» The exercise
Reproduce every one of the entries below word for word, leaving the pictures out of your answer.

» Dataset entries
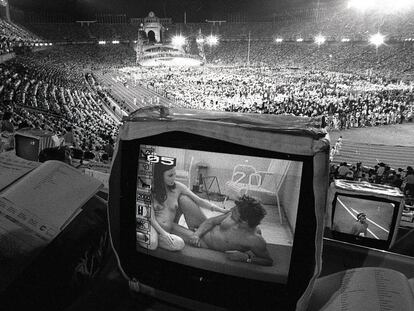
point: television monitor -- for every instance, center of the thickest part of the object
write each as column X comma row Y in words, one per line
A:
column 204, row 206
column 30, row 142
column 365, row 214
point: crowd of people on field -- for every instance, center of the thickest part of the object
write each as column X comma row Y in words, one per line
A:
column 346, row 100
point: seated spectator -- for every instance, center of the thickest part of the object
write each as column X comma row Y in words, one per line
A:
column 69, row 138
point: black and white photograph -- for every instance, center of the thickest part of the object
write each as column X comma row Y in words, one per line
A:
column 206, row 155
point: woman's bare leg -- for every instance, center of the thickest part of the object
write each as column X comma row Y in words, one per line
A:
column 192, row 212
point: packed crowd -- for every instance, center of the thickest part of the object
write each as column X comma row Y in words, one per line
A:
column 40, row 95
column 346, row 100
column 379, row 174
column 12, row 35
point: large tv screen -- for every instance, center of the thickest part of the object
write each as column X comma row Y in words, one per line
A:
column 222, row 212
column 221, row 209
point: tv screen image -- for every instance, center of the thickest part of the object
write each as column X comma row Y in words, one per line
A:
column 222, row 209
column 364, row 213
column 362, row 217
column 217, row 211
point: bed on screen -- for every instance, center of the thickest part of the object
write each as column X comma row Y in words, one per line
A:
column 216, row 261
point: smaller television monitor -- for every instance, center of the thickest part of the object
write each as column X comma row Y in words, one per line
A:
column 365, row 214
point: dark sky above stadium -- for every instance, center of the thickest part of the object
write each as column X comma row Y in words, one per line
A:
column 196, row 10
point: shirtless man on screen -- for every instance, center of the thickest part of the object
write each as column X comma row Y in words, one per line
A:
column 235, row 233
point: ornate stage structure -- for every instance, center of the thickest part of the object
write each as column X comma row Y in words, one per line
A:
column 151, row 49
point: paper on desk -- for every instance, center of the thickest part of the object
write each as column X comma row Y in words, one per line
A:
column 22, row 237
column 54, row 193
column 12, row 168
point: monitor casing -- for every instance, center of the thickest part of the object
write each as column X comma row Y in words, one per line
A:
column 283, row 137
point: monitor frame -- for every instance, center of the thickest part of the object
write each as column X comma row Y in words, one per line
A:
column 204, row 285
column 365, row 241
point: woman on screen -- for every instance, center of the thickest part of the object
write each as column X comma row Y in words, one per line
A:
column 171, row 199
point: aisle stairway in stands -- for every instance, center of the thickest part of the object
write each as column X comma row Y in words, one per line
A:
column 372, row 154
column 127, row 94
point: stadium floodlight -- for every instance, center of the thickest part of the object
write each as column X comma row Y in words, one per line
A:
column 377, row 39
column 212, row 40
column 200, row 40
column 385, row 6
column 319, row 39
column 178, row 41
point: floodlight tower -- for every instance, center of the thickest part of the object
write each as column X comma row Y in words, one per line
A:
column 377, row 40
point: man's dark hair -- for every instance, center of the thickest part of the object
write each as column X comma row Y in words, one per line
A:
column 7, row 115
column 361, row 214
column 250, row 210
column 56, row 153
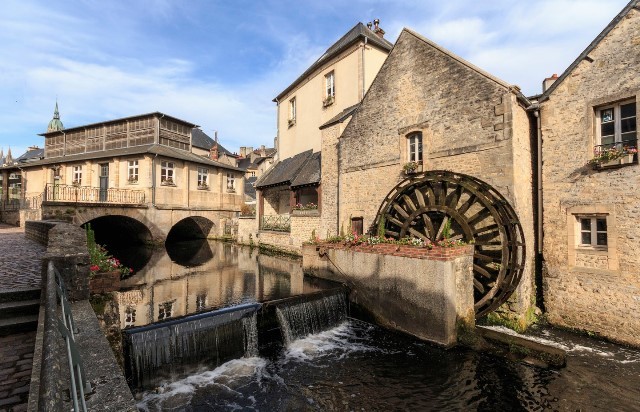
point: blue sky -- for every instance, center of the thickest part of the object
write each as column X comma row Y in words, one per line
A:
column 219, row 64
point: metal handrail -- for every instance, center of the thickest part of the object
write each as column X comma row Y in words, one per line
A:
column 87, row 194
column 278, row 223
column 78, row 378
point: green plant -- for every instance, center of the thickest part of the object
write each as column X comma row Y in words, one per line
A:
column 101, row 260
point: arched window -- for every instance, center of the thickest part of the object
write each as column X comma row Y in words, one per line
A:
column 414, row 146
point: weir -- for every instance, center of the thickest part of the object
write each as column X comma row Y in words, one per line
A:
column 161, row 350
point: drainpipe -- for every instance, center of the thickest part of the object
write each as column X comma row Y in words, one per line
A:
column 364, row 86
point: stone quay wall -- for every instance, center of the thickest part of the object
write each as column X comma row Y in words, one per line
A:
column 426, row 293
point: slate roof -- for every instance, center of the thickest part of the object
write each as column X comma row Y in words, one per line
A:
column 358, row 32
column 249, row 187
column 585, row 54
column 31, row 155
column 160, row 150
column 340, row 117
column 202, row 140
column 285, row 171
column 310, row 172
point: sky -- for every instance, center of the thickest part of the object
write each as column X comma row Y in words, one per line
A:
column 219, row 64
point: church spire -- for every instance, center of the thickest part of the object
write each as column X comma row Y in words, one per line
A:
column 55, row 124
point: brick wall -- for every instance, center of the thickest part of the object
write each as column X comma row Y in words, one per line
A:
column 582, row 288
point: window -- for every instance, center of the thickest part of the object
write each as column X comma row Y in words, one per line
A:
column 203, row 178
column 292, row 111
column 167, row 173
column 231, row 186
column 617, row 125
column 593, row 231
column 329, row 83
column 77, row 175
column 132, row 171
column 165, row 310
column 414, row 143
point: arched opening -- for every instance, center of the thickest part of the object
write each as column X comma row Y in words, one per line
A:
column 187, row 241
column 125, row 238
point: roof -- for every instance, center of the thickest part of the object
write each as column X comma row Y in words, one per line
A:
column 160, row 150
column 202, row 140
column 585, row 54
column 158, row 114
column 340, row 117
column 285, row 171
column 31, row 155
column 249, row 187
column 357, row 33
column 310, row 172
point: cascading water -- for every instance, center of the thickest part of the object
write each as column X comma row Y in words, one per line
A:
column 312, row 315
column 173, row 348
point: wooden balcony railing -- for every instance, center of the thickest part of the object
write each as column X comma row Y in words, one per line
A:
column 86, row 194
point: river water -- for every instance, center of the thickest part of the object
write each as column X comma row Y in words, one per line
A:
column 356, row 366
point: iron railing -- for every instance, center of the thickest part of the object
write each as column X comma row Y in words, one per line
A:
column 87, row 194
column 279, row 223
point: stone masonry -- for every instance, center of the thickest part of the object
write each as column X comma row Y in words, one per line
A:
column 591, row 288
column 470, row 122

» Exercise output
point: television monitor -- for every instance, center of the thickest part of the object
write each as column X comma row Y in words, one per line
A:
column 204, row 206
column 30, row 142
column 365, row 214
point: crowd of people on field -- for every instance, center of the thickest part of the object
write each as column X comma row Y in words, one per line
A:
column 346, row 100
point: seated spectator -- for every instance, center of the thickest part of the object
write each as column X comma row Y in words, one per line
A:
column 69, row 138
point: black and white photograph -- for every instance, center of the thickest part of the object
write each as column X comma row Y in words, one per line
A:
column 206, row 155
point: woman's bare leg -- for every instance, center of the thickest part of the object
write each as column X comma row Y in words, one per line
A:
column 192, row 212
point: packed crowd -- for every instance, center of the thickest part of the object
write each as column X comma row Y in words, one per line
A:
column 40, row 95
column 346, row 100
column 379, row 174
column 12, row 35
point: large tv screen -- for every instance, center of the thickest part of the object
write each as column X comma row Y in words, one per line
A:
column 222, row 212
column 221, row 209
point: tv screen image -- for every instance, center of the thickest part of the object
write each as column X comma row Y in words, one per line
A:
column 222, row 209
column 364, row 213
column 362, row 217
column 217, row 211
point: bed on screen -- for every instance, center of the thickest part of the object
write each as column X comma row Y in words, one per line
A:
column 216, row 261
point: smaller television monitor -- for every instance, center of the thickest part of the object
write each as column X comma row Y in words, one per line
A:
column 365, row 214
point: dark sky above stadium -- for every instance, center of the thickest part of the object
write each as column X comma row Y in words, one per line
A:
column 196, row 10
point: shirtless man on screen -- for every instance, center of the thickest part of the object
write each as column X comma row Y in words, one per line
A:
column 235, row 233
point: ornate stage structure -- for every instance, center of the thickest part of the object
write each as column X comma row Y in words, one per line
A:
column 151, row 49
point: paper on desk -- for every instance, center of the thickest part of the object
write each as column X comma row Y in words, one per line
A:
column 22, row 237
column 54, row 193
column 12, row 168
point: monitor casing -- for every instance, center of the thickest part of the object
write each as column X comma row Y in words, one per line
A:
column 283, row 137
point: monitor frame -- for every instance, center of the thickest part of the object
write each as column X comma row Y in words, one per line
A:
column 204, row 285
column 365, row 241
point: woman on screen -- for every instance, center of the thickest part of the object
write each as column X comma row Y in words, one per line
A:
column 171, row 199
point: aisle stairway in stands -- for every instance, center of the thickest part of the object
write each as column X comma row Y in words, one per line
A:
column 372, row 154
column 127, row 94
point: stadium floodlight -- for every instance, center of the thickest part of the object
write each as column X comma row Y in words, one per line
A:
column 377, row 39
column 212, row 40
column 200, row 40
column 385, row 6
column 319, row 39
column 178, row 41
point: floodlight tower -- for every instance, center of the thickest part of the object
write each as column X comma row Y in words, one per line
A:
column 377, row 40
point: man's dark hair -- for every instance, center of the thickest part of the object
write each as column X comma row Y in words, one per line
A:
column 7, row 115
column 361, row 214
column 250, row 210
column 56, row 153
point: blue sky -- for every instance, center of the thickest part of the object
write each as column X comma row Y in words, one per line
A:
column 219, row 64
point: metal handrail -- for every instance, center of the thickest part of the object
write each as column X comma row Y in words, one per line
A:
column 87, row 194
column 278, row 223
column 78, row 378
point: green plant -- for every instance, center of the thickest part of the object
write each as column X comma row Y in words, one per line
A:
column 101, row 260
point: arched window -- for every instance, center of the thickest part of the object
write each as column X comma row Y in words, one per line
A:
column 414, row 146
point: weir -- for every instance, center of the thickest part of the object
write each as column X comma row Y in words, one per line
A:
column 161, row 350
point: drainpipe -- for every instance, center of the thickest part of the object
write each as column X comma row Y in words, one per line
A:
column 364, row 86
point: stone quay wall -- for every instance, center of the thickest part of the object
write each as column X comma row Y in words, one per line
A:
column 426, row 293
point: slate roof -- for every instance, center of the thickest part of the object
write each as column X comma row Y in words, one per line
A:
column 358, row 32
column 249, row 187
column 585, row 54
column 31, row 155
column 160, row 150
column 340, row 117
column 202, row 140
column 285, row 171
column 310, row 172
point: sky -- for every instance, center of the thickest part of the object
write each as column X comma row Y in words, one per line
A:
column 219, row 64
point: church spire -- for every instance, center of the thickest part of the object
write each as column X comma row Y in words, one per line
A:
column 55, row 124
point: brick wall -- for every instance, center of the thickest part of the object
write each as column X comma row Y in words, one per line
A:
column 582, row 288
point: window -- for every instance, center of the thickest part of the object
write each as column X comma row Y in words, one per line
A:
column 203, row 178
column 292, row 111
column 167, row 173
column 231, row 186
column 617, row 125
column 593, row 231
column 329, row 83
column 77, row 175
column 132, row 171
column 165, row 310
column 414, row 143
point: arched opening -- for every instance, center of the thickest part of the object
write each as column X comma row Y in words, one per line
A:
column 187, row 241
column 125, row 238
point: roof -- for every instance, center of the thickest part of the object
write each as column X comma row Y in words, one per line
A:
column 160, row 150
column 202, row 140
column 585, row 54
column 158, row 114
column 340, row 117
column 285, row 171
column 31, row 155
column 249, row 187
column 357, row 33
column 310, row 172
point: cascading water -- for every instance, center of the thickest part of the object
write each as column X comma row Y in words, one per line
A:
column 312, row 315
column 173, row 348
point: wooden balcony railing -- for every instance, center of the thickest part of the object
write each as column X comma row Y in words, one per line
A:
column 86, row 194
point: river water -- for every instance, center of the thickest part of the object
write each as column X comma row Y in words, one per line
A:
column 356, row 366
point: iron railing -- for every instance, center of the thickest part of the object
write each as column X comma row Y in words, one per line
A:
column 87, row 194
column 279, row 223
point: stone masonry -- for every instance, center of the thickest part of the object
write each as column X comma row Y in words, one per line
A:
column 591, row 288
column 470, row 122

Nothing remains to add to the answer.